**Требования к заданию:**
a. Выведите без изменений тот фрагмент отрывка о профессионализации журналиста, который открывается словами «Опубликовано: Профессиональная культура» и завершается словами «2008. – С. 70–78.».
b. Определите, согласуются ли с отрывком о профессионализации журналиста утверждения ниже, и для каждого ответьте «да» или «нет», приведя точную цитату из отрывка, которая решает вопрос. (i) Знакомство с судебными лингвистическими экспертизами помогает журналисту усвоить принципы квалификации речевых фактов как оскорбляющих честь и достоинство граждан. (ii) Сборник, в котором опубликована статья, издан в Москве. (iii) Согласно отрывку, профессионализирующая линия не заключает в себе противоречий.
c. Продолжите отрывок о профессионализации журналиста, начав с предложения, которое должно идти сразу после последнего приведенного.

**Отрывок:**
Юрислингвистическая профессионализация журналиста

Опубликовано: Профессиональная культура журналиста как фактор информационной безопасности : сб.ст. и матер. / Под ред. проф. В.Ф. Олешко. – Екатеринбург : Изд-во УрГУ ; издат. дом «Филантроп», 2008. – С. 70–78.


ЮРИСЛИНГВИСТИЧЕСКАЯ ПРОФЕССИОНАЛИЗАЦИЯ ЖУРНАЛИСТА В АСПЕКТЕ ИНФОРМАЦИОННОЙ БЕЗОПАСНОСТИ:
к постановке проблемы

Знание основ юрислингвистики позволяет журналисту прогнозировать последствия публикации того или иного злободневного материала, направленного против действий конкретных лиц. Несомненно, знакомство с судебными лингвистическими экспертизами становится источником четкого усвоения главных принципов квалификации тех или иных речевых фактов как оскорбляющих честь и достоинство граждан. Журналист получает возможность заранее «обходить» такие опасные моменты, тоньше чувствовать языковую фактуру. Казалось бы, профессионализирующая линия проста и понятна: движение от формального знания закона к тонкостям его применения, расширение словарного запаса и художественного, образного мышления, постижение глубин словесного выражения мыслей. Однако здесь кроется и основное противоречие такого типа профессионализации, связанное с общей доктриной информационной безопасности.

[Элементы из набора данных]
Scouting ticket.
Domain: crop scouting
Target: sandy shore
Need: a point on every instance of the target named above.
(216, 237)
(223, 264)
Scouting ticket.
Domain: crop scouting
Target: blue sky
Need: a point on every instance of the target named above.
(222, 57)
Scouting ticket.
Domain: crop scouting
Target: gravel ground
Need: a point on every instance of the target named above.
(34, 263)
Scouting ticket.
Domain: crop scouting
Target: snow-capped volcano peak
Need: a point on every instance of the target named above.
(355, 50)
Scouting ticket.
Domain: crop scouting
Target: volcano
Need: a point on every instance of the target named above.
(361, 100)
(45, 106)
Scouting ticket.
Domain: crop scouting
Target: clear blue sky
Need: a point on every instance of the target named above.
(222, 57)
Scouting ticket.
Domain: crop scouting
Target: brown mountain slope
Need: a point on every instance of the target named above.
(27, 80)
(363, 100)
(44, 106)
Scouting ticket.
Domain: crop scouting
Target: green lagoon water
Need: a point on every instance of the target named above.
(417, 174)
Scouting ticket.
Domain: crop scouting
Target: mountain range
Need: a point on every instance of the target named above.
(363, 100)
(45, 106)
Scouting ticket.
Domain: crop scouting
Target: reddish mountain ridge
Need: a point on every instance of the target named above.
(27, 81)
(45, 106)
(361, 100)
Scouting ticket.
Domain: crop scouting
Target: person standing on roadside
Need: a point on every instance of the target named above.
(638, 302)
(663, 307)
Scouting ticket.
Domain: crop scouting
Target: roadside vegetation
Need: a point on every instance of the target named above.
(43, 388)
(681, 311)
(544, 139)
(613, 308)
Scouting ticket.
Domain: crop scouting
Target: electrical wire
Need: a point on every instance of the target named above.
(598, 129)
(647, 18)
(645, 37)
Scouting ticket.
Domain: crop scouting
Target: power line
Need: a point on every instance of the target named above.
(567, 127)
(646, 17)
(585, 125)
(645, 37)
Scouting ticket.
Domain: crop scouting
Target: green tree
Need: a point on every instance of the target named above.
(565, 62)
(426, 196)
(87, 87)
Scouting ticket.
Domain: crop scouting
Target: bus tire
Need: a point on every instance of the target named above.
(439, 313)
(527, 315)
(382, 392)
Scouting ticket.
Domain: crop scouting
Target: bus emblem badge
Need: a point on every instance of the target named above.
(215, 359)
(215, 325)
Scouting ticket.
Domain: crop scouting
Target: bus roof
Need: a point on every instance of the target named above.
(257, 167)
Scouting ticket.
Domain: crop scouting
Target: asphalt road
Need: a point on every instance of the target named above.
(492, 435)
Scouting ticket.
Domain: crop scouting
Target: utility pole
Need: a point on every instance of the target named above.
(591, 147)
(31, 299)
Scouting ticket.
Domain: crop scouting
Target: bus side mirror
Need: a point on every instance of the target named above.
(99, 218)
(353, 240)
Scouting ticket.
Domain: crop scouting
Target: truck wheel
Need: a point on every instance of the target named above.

**Результаты выполнения:**
a.
Опубликовано: Профессиональная культура журналиста как фактор информационной безопасности : сб.ст. и матер. / Под ред. проф. В.Ф. Олешко. – Екатеринбург : Изд-во УрГУ ; издат. дом «Филантроп», 2008. – С. 70–78.

b.
(i) Да: «знакомство с судебными лингвистическими экспертизами становится источником четкого усвоения главных принципов квалификации тех или иных речевых фактов как оскорбляющих честь и достоинство граждан».
(ii) Нет: «Екатеринбург : Изд-во УрГУ ; издат. дом «Филантроп», 2008».
(iii) Нет: «Однако здесь кроется и основное противоречие такого типа профессионализации».

c.
Обратимся к тексту доктрины: «Под информационной безопасностью Российской Федерации понимается состояние защищенности ее национальных интересов в информационной сфере, определяющихся совокупностью сбалансированных интересов личности, общества и государства. Интересы личности в информационной сфере заключаются в реализации конституционных прав человека и гражданина на доступ к информации, на использование информации в интересах осуществления не запрещенной законом деятельности, физического, духовного и интеллектуального развития, а также в защите информации, обеспечивающей личную безопасность. Интересы общества в информационной сфере заключаются в обеспечении интересов личности в этой сфере, упрочении демократии, создании правового социального государства, достижении и поддержании общественного согласия, в духовном обновлении России. Интересы государства в информационной сфере заключаются в создании условий для гармоничного развития российской информационной инфраструктуры, для реализации конституционных прав и свобод человека и гражданина в области получения информации и пользования ею в целях обеспечения незыблемости конституционного строя, суверенитета и территориальной целостности России, политической, экономической и социальной стабильности, в безусловном обеспечении законности и правопорядка, развитии равноправного и взаимовыгодного международного сотрудничества». Как видим, все три главных элемента общего информационно-безопасного «субстрата» сведены к правам личности. Таким образом, неизбежно возникает конфликт между разнонаправленными правами: на доступ к информации о другом и на право сохранения личной тайны этим другим, на право заявить о противоправных действиях человека (либо угрожающих общественному порядку и спокойствию) и праве самого этого человека на охранение собственной личности от каких бы то ни было обвинений.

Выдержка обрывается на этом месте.